Aim of the task: Would you please copy each line below that includes the string "white"?

Material provided:
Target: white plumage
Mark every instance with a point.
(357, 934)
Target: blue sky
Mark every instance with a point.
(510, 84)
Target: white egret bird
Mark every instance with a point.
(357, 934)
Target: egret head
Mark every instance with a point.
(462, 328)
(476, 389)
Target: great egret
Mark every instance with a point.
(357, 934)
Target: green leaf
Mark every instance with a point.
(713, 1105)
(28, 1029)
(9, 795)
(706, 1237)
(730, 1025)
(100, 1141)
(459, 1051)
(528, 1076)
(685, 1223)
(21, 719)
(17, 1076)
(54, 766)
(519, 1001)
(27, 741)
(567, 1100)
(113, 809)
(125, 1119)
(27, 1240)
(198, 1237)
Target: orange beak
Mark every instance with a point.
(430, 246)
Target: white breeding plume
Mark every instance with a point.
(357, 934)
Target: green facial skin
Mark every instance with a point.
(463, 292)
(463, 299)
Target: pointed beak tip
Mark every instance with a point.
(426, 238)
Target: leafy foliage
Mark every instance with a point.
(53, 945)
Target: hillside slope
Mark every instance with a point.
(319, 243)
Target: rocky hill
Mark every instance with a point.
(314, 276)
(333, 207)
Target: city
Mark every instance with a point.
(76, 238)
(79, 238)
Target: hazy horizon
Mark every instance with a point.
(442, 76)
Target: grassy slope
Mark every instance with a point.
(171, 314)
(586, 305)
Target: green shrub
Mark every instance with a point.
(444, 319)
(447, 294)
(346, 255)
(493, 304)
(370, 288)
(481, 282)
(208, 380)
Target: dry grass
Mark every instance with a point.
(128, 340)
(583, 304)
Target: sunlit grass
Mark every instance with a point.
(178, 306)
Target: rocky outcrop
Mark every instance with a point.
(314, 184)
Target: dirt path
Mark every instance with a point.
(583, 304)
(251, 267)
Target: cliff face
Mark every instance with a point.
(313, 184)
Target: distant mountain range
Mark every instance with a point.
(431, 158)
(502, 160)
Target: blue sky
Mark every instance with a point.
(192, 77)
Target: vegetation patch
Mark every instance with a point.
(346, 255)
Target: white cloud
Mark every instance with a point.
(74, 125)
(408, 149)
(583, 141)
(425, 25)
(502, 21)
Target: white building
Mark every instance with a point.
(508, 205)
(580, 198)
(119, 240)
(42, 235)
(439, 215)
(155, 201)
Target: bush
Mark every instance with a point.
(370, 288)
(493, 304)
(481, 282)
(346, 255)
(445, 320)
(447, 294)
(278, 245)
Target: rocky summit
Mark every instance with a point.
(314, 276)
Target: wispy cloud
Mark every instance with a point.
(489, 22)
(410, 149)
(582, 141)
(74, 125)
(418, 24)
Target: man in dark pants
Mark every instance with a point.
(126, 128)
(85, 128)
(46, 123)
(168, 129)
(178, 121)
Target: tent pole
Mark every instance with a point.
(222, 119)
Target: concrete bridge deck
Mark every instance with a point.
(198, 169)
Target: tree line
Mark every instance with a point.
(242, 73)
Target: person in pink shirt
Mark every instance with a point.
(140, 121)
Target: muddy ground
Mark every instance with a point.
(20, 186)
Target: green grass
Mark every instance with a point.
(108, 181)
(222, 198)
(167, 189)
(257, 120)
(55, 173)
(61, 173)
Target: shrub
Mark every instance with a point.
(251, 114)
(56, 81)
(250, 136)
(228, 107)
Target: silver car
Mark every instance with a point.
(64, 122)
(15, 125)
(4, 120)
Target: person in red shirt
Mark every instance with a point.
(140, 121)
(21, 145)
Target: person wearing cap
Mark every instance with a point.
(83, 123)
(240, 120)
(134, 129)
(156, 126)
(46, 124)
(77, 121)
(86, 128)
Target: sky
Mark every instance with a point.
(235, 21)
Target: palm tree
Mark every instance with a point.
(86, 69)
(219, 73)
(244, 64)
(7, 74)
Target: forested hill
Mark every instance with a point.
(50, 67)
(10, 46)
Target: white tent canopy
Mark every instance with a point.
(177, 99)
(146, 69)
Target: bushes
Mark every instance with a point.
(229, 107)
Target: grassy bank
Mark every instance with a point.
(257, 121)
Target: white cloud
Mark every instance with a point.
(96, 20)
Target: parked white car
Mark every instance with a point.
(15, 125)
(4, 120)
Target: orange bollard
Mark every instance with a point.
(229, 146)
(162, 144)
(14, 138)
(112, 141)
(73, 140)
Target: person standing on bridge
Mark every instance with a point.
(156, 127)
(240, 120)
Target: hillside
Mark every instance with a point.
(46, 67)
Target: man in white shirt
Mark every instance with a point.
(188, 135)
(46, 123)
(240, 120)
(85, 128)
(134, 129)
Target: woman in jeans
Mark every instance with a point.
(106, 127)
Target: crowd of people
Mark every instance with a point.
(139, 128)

---

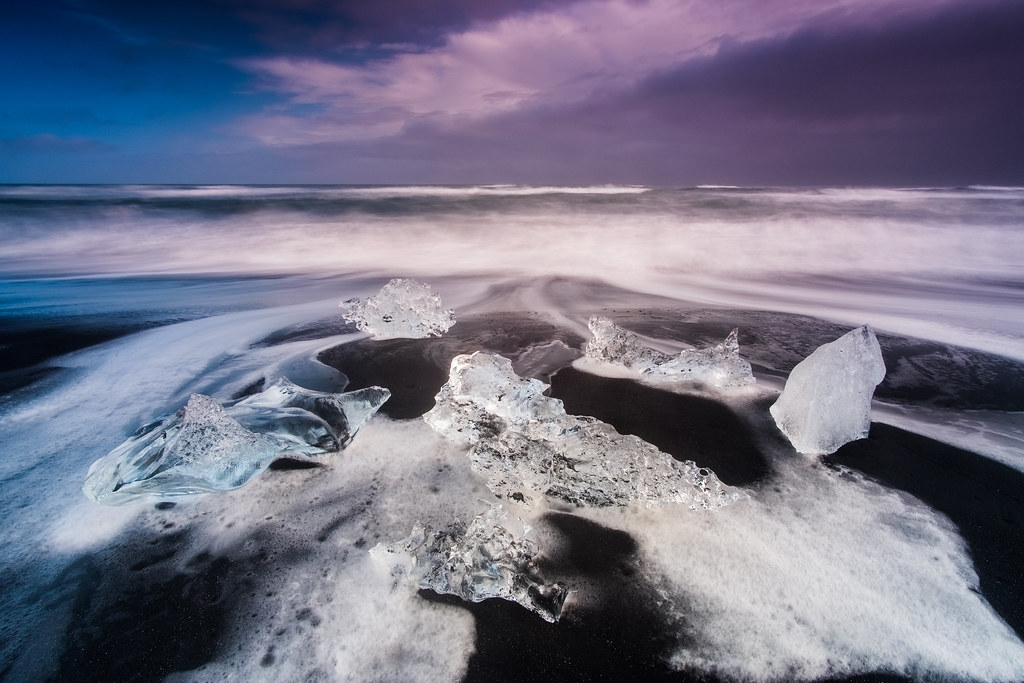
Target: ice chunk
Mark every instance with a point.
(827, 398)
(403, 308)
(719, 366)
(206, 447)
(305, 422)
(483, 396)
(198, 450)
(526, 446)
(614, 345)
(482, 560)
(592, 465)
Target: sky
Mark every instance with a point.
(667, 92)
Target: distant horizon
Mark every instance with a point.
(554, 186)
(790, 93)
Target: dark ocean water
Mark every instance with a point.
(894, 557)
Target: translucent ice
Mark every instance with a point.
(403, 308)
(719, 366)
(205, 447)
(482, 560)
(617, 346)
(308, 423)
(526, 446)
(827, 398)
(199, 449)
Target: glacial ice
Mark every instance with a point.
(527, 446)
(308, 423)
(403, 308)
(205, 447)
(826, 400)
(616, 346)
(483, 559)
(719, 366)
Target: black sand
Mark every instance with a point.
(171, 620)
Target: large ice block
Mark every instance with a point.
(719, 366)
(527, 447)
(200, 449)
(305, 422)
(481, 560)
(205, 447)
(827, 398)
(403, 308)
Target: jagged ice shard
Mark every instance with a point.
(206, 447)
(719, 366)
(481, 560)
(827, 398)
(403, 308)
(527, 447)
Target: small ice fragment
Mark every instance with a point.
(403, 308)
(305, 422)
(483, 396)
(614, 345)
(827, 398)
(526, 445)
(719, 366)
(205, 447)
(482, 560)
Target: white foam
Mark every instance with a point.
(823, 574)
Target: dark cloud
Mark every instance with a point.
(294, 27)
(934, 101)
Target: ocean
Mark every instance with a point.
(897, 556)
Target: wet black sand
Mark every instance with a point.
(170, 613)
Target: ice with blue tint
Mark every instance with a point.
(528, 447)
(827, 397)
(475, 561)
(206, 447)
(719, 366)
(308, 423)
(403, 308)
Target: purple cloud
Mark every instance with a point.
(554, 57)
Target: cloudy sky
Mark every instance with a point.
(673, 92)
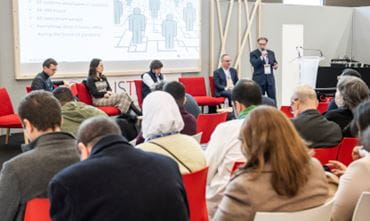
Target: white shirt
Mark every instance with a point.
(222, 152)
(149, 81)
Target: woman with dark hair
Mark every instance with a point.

Your solution:
Target: white plumage
Target: white egret bird
Target: white breeding plume
Target: white cloud
Target: white building
Target: white tent canopy
Target: white cloud
Target: parked white car
Target: man in white shirt
Target: white foam
Target: white shirt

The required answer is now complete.